- **EXERCISE GOAL**
All lines between the start of the listing below and the line containing "query (the phrase naming what to segment): <item>dark", inclusive, must be repeated exactly.

- **GIVEN DATA**
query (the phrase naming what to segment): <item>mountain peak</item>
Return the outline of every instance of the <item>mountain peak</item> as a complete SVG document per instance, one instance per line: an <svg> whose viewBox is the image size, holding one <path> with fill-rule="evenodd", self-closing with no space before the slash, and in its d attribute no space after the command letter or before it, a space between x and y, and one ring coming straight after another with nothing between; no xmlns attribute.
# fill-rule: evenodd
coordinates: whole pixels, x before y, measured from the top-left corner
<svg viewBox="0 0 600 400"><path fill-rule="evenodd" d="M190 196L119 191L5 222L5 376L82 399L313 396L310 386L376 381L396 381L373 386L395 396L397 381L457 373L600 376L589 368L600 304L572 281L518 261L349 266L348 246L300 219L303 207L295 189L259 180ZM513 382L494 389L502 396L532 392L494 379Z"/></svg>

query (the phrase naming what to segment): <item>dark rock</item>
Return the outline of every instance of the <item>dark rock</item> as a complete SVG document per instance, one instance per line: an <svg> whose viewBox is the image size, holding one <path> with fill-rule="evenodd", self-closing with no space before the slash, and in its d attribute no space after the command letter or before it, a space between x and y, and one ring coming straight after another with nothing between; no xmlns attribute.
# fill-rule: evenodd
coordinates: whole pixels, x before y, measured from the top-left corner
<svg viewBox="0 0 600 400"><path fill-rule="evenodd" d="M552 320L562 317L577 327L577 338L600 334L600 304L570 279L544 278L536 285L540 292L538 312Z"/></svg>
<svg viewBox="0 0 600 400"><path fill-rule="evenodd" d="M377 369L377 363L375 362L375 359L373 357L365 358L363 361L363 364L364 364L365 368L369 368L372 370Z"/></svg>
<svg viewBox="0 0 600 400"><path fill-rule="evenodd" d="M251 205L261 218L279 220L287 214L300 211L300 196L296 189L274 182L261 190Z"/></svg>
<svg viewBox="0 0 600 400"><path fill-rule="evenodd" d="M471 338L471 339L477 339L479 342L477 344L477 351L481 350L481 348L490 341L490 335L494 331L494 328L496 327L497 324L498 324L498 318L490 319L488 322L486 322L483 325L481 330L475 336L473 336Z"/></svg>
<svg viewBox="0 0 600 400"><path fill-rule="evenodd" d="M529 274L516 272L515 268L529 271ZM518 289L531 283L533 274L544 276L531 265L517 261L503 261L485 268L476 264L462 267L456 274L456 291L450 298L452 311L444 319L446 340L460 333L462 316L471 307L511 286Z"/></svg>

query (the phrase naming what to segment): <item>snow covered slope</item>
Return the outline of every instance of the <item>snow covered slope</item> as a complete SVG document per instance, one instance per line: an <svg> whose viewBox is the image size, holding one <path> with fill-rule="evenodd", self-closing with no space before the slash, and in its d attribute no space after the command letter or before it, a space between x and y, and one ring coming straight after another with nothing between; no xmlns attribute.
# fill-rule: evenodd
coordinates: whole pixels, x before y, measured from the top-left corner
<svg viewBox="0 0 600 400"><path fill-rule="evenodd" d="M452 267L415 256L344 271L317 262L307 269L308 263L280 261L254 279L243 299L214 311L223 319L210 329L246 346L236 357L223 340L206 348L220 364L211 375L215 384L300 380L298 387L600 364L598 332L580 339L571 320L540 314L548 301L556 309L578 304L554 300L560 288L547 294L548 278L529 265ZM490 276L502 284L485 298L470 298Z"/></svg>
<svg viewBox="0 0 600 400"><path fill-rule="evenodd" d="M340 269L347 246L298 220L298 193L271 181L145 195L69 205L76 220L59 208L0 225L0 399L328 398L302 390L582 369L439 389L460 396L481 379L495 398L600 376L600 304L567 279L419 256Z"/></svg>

- **EXERCISE RESPONSE**
query (the phrase naming what to segment): <item>mountain peak</item>
Return the outline of every instance of the <item>mountain peak</item> as a complete SVG document per instance, one instance per line: an <svg> whose viewBox is the image size, holding one <path> with fill-rule="evenodd", self-closing with no space before the slash, and in its d attribute no space after the command letter or before it, a space between x and y, and one ring coming straight after another with nothing between; no xmlns attribute.
# fill-rule: evenodd
coordinates: whole pixels, x before y, measured from the top-left corner
<svg viewBox="0 0 600 400"><path fill-rule="evenodd" d="M190 196L119 191L5 222L5 376L82 399L313 396L310 386L376 381L396 381L373 386L395 396L397 381L457 373L600 376L589 368L600 304L572 281L518 261L349 266L348 246L300 219L303 207L295 189L259 180ZM513 382L494 389L502 396L532 392L494 379Z"/></svg>

query (the phrase naming what to segment): <item>dark rock</item>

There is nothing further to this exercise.